Passage given:
Somedays my computer bag weighs almost 20 pounds or at least so it feels. But currently, I am using an old Motobecane Grand Touring (or something along those lines). It is not exactly the weight I would prefer but I am experimenting with it to reduce the weight. Wheels are now 700c with 28 tires to soften the bumps a little. A much lighter set of alloy wheels (nothing too fancy but compared to the old steel ones, difference is obvious) has helped. I have left the rear carrier for bags and a couple of bugie cord tie the compter bag well enough to keep in place... as long as I remember to continually brake on a long stretch of downhill that has to be one of the worst kept road in town. The nice thing about a basket will be that one can keep an eye on things and may be, just may be, stop them before they fall. From the rear rack, the only indication comes from the thud/crash but by then it's too late.


----------



## nepbug

I'm in the 26 inch rigid MTB crowd.

Unlike some others I don't look to lighten anything at all, I look to add functional weight all the time. This is my secret training weapon, it forces me to not take it easy as the beast weighs 37 pounds before I even load anything onto it.

Like some others I liked the 26 inch wheel because:
Great selection of studded snow tires (on a second wheel set)

Exercise requirements:
- a) From the forum thread on commuter bikes, print word for word the part that starts with "I'm in the 26" and ends with "anything onto it.".
- b) List, in order, every number written in digits in the forum thread on commuter bikes, including repeats.
- c) Carry on the forum thread on commuter bikes, starting right after its last line.

Items for identifying locations

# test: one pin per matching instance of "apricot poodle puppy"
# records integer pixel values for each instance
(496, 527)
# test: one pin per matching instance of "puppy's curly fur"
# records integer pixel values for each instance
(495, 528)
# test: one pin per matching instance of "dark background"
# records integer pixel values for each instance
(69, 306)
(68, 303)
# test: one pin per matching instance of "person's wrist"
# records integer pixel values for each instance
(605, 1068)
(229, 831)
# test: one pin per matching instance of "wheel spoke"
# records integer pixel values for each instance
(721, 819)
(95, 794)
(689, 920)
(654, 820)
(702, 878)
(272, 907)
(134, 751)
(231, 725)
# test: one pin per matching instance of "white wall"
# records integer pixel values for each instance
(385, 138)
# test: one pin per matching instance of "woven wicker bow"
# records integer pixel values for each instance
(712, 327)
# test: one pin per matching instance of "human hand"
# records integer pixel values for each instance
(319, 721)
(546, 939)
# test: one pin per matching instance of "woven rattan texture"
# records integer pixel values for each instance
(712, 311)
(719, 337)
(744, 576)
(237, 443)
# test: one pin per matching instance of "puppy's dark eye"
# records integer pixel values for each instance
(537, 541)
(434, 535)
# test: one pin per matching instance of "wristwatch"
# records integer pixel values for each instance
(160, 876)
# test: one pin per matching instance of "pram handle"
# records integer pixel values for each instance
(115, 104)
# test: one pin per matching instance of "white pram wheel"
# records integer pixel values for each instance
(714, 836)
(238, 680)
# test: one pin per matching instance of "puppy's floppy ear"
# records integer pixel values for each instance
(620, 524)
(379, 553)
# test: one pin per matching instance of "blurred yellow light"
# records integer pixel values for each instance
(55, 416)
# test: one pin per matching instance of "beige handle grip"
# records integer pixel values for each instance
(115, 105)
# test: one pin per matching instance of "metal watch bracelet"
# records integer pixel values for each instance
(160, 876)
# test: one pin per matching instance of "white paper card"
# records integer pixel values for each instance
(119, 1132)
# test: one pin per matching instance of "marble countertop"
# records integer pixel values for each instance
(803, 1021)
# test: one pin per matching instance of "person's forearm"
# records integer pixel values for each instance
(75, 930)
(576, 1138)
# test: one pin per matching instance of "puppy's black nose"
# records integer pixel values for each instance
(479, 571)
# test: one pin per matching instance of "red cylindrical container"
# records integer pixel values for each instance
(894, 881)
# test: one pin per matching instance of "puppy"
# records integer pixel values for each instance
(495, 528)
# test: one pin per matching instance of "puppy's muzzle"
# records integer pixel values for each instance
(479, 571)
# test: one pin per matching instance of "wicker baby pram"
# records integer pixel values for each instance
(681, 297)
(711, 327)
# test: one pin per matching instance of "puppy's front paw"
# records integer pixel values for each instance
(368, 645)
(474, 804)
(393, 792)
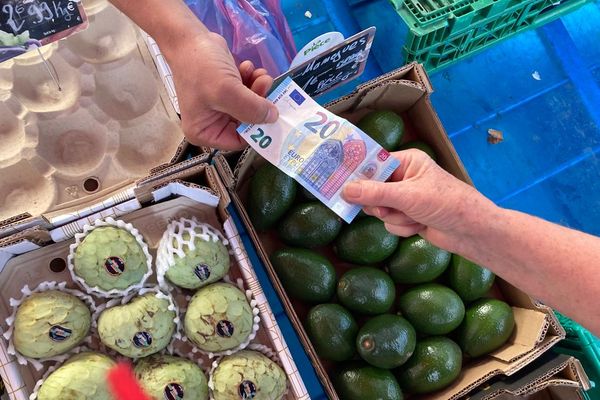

Answers given:
- a)
I'm in the 26 inch rigid MTB crowd.

Unlike some others I don't look to lighten anything at all, I look to add functional weight all the time. This is my secret training weapon, it forces me to not take it easy as the beast weighs 37 pounds before I even load anything onto it.

- b) 20, 700 (in "700c"), 28, 26, 37, 26

- c)
Frames can usually accommodate wider tires (running 1.75s right now)
Frames/Wheels can be found pretty cheaply
With high spoke counts they build into very strong wheels with less flex than comparable 700C's

I threw a road triple on mine as I had the clearance to fit it and that eliminated the only drawback of the rigid MTB for me, the gearing range is too low.

One other thing I have found makes a good commuter for me is a steel frame. Not because of the feel, economy, fatigue resistance, etc; because of the weldability. This year I had my frame crack on the way to work and had the welders at work repair it for me for the ride home. Carbon would've been impossible to do that, aluminum would've been tougher to swing as well.


----------



## cat5cyclist

For me I want no flat tires and a rack to put a pannier on.


----------



## Alan K

"nepbug" makes a good argument for steel frames. 

In my case, my recently changed requirements for a lighter commuting bike are not due to what some might consider bragging rights, it is more of a necessity. There are days when I cannot ride all the way from home to work. On such occasions, I put my bike on a rack on the back of my car and do a halfway trip. Lifting a heavy commuter bike is not a realistic possibility any longer. In fact, one of the bikes that is labeled as "comfort" bike according to the currently fashionable jargon, has already been promised to be given away to someone who can use it.

I am seriously thinking to cannibalize my older Trek OCLV with fairly decent components for its time (all Dura Ace) to turn it into my version of comfort bike. The current thought is to get a longer quill or a long adapter to accept old-fashioned handle bars that come towards me (rather than going away), move the shifter from down tubes to the end of the handlebar, add a set of simple brake levers to go under the handlebar and I think that it will make a world of difference.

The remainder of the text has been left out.